▶ [TASK PROMPT]: Find every line in the records that holds the string "band". Copy each one.

(Stored entries)
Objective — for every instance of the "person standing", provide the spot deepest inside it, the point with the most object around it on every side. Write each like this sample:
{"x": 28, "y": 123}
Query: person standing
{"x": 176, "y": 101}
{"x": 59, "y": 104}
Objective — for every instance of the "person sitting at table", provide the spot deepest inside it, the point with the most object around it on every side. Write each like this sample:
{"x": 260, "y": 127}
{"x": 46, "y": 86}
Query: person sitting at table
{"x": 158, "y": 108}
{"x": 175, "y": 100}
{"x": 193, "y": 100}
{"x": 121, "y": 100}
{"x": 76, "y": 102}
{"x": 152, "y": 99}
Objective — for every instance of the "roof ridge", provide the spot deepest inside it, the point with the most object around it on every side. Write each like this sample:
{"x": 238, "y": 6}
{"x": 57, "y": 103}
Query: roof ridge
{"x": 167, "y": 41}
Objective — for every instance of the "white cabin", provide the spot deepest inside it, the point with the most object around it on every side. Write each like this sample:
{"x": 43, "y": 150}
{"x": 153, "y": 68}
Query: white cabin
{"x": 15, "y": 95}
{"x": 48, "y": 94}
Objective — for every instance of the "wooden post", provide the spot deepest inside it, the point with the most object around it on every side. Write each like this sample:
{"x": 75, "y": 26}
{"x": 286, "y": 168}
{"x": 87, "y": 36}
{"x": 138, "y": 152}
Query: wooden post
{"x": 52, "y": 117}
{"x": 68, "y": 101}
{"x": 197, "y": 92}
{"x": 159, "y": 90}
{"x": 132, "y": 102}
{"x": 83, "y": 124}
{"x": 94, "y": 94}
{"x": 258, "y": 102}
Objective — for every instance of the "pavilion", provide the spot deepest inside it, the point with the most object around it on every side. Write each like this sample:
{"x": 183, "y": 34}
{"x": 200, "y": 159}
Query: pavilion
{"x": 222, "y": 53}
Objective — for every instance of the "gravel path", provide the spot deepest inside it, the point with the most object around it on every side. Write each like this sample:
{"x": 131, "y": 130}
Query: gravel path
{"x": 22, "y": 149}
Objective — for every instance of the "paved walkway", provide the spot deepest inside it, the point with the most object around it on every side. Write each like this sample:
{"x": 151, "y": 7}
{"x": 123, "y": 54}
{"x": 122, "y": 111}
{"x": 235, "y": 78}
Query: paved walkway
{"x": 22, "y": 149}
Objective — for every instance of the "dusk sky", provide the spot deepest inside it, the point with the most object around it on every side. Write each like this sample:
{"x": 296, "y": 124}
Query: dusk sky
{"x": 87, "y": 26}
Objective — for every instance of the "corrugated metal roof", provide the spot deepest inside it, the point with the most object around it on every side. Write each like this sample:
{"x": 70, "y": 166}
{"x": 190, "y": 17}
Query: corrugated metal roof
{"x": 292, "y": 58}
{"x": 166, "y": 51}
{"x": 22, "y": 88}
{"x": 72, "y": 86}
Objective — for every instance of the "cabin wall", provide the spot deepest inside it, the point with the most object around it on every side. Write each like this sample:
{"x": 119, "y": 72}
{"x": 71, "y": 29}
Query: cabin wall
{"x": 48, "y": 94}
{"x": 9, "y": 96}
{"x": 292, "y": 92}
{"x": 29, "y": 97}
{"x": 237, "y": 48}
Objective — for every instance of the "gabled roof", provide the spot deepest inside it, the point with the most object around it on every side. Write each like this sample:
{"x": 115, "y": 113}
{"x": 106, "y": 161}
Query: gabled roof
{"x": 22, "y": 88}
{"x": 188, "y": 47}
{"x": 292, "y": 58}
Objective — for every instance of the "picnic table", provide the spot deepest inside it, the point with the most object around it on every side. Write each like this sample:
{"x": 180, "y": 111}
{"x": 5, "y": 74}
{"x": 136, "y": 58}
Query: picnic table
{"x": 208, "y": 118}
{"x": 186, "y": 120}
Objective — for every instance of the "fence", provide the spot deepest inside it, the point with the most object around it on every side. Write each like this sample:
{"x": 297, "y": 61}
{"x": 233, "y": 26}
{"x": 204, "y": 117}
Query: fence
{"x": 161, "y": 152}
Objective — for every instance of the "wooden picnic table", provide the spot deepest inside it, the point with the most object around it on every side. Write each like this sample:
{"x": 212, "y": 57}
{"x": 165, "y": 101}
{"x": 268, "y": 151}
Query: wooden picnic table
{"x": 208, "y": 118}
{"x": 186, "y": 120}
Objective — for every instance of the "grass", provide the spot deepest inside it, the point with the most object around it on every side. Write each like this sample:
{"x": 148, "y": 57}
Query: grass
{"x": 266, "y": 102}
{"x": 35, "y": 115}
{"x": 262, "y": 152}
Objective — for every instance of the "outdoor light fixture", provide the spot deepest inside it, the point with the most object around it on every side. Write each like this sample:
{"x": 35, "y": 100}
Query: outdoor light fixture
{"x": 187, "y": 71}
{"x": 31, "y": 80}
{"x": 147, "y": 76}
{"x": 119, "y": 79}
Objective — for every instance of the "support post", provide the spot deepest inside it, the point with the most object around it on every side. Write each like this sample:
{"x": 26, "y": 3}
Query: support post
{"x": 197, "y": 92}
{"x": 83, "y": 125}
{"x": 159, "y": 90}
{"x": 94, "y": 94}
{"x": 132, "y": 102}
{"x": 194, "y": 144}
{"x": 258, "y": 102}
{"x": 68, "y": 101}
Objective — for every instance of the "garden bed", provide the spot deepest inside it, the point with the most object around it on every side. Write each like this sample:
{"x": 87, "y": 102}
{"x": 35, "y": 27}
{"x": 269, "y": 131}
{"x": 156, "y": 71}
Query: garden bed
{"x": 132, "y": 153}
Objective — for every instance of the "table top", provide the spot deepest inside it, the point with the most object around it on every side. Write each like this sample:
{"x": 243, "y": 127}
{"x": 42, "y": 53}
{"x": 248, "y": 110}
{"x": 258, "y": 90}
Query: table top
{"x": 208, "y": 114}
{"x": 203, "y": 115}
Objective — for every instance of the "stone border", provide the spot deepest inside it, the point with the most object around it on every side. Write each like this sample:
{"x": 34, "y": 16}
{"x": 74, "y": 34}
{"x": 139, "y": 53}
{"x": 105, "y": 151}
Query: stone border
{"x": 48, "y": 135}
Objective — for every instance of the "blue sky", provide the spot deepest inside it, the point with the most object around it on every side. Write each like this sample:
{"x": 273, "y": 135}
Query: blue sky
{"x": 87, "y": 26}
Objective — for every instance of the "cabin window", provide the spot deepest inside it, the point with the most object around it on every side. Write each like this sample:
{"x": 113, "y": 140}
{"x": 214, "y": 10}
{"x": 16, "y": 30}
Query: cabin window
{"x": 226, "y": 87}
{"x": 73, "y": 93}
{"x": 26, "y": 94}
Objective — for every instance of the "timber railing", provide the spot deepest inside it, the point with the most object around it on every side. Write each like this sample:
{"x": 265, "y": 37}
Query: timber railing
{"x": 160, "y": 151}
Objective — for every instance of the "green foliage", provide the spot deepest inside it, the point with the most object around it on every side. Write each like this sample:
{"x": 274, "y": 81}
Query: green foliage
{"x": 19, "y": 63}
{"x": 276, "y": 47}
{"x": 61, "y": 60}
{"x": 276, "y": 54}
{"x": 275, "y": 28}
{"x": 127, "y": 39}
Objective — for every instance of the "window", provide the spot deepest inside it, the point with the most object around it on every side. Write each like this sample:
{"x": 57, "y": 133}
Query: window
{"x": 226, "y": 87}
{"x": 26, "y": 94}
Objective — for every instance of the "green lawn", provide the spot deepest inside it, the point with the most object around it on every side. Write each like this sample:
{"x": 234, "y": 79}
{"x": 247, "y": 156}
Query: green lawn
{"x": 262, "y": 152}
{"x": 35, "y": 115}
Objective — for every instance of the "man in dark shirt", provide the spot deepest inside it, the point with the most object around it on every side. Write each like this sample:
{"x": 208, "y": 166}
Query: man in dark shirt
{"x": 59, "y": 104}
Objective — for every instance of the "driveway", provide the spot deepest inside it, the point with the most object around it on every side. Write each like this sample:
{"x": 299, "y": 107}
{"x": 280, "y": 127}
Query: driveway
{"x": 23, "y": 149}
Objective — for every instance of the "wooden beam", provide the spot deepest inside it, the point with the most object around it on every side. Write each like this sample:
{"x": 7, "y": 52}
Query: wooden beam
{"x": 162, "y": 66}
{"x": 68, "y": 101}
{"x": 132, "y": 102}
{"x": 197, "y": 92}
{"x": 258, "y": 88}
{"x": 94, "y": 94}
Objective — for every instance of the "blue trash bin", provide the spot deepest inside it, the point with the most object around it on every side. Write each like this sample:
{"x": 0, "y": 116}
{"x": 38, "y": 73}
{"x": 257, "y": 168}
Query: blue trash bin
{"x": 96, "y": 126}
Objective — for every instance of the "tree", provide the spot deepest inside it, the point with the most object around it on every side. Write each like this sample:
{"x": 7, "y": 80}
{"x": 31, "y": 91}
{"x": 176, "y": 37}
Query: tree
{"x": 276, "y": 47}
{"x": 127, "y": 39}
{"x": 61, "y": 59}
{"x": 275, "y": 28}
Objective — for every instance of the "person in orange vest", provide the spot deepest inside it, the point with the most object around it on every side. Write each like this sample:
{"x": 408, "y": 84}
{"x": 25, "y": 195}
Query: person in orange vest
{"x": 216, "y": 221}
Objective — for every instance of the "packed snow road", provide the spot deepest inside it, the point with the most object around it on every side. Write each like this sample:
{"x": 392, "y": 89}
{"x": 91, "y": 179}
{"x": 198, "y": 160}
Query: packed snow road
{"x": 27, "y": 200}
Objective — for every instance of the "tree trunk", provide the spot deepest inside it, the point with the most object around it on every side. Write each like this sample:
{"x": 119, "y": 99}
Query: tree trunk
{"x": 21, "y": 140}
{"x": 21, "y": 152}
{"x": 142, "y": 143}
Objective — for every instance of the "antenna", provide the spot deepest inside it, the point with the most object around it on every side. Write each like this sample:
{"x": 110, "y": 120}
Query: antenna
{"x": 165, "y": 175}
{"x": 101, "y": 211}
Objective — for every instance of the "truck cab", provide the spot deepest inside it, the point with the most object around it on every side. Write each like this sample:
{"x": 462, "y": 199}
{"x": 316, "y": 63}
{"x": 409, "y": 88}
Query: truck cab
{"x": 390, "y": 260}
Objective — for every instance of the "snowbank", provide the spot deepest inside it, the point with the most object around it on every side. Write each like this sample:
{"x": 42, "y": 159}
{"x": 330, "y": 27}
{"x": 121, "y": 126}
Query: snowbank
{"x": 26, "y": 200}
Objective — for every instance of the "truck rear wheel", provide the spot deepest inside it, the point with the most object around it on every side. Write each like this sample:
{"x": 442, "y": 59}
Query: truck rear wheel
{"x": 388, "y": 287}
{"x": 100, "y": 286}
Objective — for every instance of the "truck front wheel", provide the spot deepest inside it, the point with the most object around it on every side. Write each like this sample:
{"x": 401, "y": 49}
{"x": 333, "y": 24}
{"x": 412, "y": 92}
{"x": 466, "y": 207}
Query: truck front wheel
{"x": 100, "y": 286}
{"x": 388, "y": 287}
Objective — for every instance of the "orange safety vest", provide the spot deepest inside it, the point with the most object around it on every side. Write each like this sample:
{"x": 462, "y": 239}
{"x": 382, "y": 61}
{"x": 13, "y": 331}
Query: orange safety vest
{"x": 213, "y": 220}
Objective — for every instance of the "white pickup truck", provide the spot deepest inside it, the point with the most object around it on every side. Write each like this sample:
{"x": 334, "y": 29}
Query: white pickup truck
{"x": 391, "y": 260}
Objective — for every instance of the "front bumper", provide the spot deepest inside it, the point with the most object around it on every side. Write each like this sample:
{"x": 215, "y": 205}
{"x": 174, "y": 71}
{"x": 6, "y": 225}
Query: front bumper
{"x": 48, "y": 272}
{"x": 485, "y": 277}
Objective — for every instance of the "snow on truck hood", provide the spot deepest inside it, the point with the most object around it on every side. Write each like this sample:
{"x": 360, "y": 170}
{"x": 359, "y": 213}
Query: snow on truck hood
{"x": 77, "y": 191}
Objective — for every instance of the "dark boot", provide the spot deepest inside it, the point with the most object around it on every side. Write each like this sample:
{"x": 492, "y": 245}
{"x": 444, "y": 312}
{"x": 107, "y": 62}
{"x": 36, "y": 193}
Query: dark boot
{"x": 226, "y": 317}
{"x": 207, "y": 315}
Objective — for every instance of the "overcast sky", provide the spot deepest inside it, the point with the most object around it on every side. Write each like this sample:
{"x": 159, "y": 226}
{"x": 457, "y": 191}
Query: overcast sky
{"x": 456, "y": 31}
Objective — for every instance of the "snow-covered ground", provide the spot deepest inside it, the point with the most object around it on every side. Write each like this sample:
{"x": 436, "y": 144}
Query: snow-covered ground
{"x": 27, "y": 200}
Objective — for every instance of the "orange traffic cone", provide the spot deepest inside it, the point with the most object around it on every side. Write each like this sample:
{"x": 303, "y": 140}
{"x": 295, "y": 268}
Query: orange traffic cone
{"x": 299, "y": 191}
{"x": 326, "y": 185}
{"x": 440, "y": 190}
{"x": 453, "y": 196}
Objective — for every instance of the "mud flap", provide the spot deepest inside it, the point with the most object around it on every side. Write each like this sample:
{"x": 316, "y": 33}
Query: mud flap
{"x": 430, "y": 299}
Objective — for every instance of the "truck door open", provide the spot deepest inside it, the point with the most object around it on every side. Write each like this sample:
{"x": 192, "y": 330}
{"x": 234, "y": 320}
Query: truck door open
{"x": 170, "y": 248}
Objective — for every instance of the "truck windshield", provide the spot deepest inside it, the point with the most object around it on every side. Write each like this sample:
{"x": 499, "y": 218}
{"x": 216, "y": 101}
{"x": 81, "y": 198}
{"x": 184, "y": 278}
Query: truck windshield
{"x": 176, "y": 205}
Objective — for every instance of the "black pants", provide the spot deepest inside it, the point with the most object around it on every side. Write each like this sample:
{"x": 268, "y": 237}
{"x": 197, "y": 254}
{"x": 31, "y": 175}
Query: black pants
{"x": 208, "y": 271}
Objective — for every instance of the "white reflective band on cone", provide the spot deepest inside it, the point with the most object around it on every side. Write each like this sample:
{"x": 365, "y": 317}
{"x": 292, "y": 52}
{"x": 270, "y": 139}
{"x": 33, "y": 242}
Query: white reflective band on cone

▶ [ANSWER TO THIS TASK]:
Objective — for every instance of the "white reflective band on cone", provide the spot deepest inside it, the point with the most object around it on every side. Write each like this sample:
Query: white reflective band on cone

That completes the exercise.